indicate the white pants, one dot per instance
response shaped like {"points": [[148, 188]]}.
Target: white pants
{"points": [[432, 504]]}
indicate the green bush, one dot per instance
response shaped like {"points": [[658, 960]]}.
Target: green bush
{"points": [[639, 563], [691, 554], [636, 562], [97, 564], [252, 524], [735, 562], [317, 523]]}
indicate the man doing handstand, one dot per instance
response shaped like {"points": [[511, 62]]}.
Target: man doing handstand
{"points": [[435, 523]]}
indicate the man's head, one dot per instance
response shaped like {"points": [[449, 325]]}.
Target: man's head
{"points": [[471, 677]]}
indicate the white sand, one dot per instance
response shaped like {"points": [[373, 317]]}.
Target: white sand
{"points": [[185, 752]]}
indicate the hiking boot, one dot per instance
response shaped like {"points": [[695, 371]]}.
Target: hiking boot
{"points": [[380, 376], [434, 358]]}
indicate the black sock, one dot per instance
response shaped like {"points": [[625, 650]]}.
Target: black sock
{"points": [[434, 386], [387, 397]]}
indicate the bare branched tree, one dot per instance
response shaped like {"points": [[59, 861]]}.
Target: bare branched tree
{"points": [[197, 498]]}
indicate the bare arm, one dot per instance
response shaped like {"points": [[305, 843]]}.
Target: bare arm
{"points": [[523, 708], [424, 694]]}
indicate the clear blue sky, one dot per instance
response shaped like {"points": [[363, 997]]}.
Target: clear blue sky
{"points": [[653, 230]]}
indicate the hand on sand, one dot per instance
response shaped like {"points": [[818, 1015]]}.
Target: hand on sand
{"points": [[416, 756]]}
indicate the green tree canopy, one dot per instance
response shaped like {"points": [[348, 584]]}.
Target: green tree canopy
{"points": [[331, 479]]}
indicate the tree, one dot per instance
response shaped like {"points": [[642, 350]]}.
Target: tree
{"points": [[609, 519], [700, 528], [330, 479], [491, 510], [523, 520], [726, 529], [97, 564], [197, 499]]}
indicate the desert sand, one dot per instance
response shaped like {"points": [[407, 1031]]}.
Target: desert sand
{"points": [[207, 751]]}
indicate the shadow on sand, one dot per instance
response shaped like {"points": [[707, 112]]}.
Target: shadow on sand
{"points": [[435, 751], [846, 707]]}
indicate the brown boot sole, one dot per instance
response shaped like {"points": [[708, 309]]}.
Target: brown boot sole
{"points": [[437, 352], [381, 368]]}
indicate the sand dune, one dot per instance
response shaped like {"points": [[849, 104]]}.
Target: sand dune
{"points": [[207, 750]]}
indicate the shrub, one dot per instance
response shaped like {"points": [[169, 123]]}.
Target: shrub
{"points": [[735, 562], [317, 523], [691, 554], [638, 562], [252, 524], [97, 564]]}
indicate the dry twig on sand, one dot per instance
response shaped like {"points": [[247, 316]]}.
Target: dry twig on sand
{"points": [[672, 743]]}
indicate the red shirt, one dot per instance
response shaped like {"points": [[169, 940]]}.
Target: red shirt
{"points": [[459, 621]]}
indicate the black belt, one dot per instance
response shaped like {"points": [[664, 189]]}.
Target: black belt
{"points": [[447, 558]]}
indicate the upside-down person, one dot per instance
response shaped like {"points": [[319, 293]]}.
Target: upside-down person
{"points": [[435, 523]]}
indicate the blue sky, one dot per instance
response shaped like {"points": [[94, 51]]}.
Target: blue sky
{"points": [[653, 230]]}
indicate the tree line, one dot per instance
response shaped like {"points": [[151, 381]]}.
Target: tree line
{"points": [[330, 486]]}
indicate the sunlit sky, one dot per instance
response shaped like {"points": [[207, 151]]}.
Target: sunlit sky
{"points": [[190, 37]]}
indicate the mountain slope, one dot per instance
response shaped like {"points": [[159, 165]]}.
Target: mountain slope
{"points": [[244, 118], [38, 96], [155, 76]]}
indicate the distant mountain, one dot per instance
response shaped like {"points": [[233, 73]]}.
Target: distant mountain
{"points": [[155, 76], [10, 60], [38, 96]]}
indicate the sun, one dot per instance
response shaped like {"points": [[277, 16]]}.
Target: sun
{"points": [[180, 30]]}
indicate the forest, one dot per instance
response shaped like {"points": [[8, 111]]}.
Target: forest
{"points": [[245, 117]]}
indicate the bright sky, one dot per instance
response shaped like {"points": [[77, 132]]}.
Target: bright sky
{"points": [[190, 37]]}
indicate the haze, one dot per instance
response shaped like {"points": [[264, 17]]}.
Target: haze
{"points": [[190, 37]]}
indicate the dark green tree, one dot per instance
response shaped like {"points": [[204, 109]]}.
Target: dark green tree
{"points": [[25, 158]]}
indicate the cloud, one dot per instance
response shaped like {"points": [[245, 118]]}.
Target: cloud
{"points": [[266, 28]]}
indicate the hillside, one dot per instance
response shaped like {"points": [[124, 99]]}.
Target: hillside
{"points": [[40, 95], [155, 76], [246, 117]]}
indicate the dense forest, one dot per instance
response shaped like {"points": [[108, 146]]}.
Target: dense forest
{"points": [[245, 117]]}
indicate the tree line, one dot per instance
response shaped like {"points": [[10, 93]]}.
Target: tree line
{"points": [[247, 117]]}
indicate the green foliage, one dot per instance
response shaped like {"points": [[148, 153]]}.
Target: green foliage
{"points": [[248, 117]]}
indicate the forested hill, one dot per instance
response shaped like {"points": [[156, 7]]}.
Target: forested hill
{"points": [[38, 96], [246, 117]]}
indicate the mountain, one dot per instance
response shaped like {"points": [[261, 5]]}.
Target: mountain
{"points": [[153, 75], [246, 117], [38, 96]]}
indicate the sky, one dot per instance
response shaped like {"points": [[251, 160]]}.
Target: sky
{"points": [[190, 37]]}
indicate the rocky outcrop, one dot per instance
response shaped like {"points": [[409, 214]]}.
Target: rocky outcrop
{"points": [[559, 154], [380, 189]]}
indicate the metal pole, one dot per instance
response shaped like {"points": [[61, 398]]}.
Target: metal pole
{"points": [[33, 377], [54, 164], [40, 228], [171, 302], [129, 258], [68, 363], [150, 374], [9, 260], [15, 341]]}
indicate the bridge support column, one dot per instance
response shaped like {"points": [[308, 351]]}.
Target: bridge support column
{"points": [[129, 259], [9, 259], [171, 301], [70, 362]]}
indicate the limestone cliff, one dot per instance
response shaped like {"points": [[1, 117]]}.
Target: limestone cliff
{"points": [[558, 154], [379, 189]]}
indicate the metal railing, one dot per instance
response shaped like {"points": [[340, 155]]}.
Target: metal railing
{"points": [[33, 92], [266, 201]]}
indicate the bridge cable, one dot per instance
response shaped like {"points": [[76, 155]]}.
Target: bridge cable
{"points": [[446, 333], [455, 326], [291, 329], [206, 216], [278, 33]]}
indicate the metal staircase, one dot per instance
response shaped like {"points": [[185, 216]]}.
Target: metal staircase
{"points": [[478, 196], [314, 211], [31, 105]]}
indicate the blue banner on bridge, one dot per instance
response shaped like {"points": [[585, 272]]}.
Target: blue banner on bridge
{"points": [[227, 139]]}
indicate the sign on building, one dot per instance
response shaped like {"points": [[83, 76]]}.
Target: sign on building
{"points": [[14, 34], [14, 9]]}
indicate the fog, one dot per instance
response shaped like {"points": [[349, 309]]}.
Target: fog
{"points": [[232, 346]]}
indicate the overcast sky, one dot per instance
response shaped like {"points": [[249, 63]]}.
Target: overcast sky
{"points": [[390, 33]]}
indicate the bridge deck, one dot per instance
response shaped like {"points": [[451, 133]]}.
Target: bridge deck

━━━━━━━━━━━━━━━━

▶ [Required action]:
Your task is to gather all lines from the entries above that hold the word "deck".

▶ [Written response]:
indicate the bridge deck, one dot per instance
Target: bridge deck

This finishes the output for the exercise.